[Start SOURCE DATA]

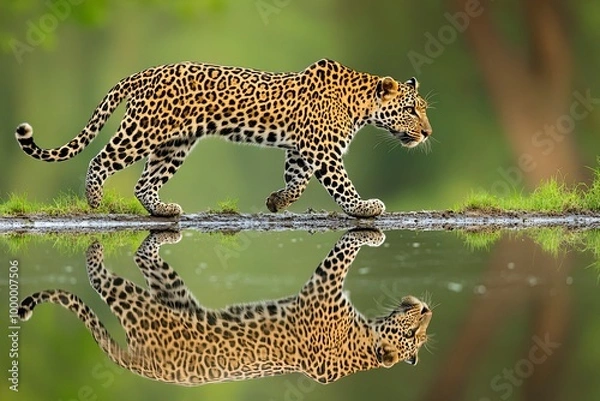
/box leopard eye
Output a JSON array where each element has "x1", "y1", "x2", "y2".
[{"x1": 402, "y1": 106, "x2": 417, "y2": 115}]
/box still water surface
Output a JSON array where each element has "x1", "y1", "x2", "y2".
[{"x1": 0, "y1": 231, "x2": 600, "y2": 401}]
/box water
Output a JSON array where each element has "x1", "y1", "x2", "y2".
[{"x1": 0, "y1": 231, "x2": 600, "y2": 401}]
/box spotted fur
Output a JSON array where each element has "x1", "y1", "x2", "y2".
[
  {"x1": 15, "y1": 60, "x2": 432, "y2": 217},
  {"x1": 19, "y1": 231, "x2": 432, "y2": 385}
]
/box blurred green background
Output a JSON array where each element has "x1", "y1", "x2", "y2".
[{"x1": 0, "y1": 0, "x2": 600, "y2": 212}]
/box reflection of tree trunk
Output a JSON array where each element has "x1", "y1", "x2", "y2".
[
  {"x1": 425, "y1": 0, "x2": 583, "y2": 401},
  {"x1": 424, "y1": 239, "x2": 572, "y2": 401}
]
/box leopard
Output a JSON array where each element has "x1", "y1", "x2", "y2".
[
  {"x1": 18, "y1": 229, "x2": 432, "y2": 386},
  {"x1": 15, "y1": 59, "x2": 432, "y2": 217}
]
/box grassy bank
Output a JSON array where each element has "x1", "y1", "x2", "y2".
[
  {"x1": 0, "y1": 191, "x2": 148, "y2": 216},
  {"x1": 454, "y1": 163, "x2": 600, "y2": 214}
]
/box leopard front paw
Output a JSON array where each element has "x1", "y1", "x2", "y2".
[
  {"x1": 344, "y1": 199, "x2": 385, "y2": 217},
  {"x1": 266, "y1": 190, "x2": 290, "y2": 213}
]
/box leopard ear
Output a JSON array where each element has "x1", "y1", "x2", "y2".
[
  {"x1": 376, "y1": 341, "x2": 398, "y2": 368},
  {"x1": 377, "y1": 77, "x2": 398, "y2": 102},
  {"x1": 405, "y1": 77, "x2": 419, "y2": 92}
]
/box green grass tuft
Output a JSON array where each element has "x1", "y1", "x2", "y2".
[
  {"x1": 454, "y1": 163, "x2": 600, "y2": 214},
  {"x1": 0, "y1": 191, "x2": 147, "y2": 216},
  {"x1": 0, "y1": 231, "x2": 148, "y2": 255},
  {"x1": 208, "y1": 198, "x2": 240, "y2": 214}
]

[End SOURCE DATA]

PROBLEM STATEMENT. Report each line above that contains the string "leopard".

OUTPUT FOR THIS EXERCISE.
/box leopard eye
/box leopard
/box leopard front paw
/box leopard ear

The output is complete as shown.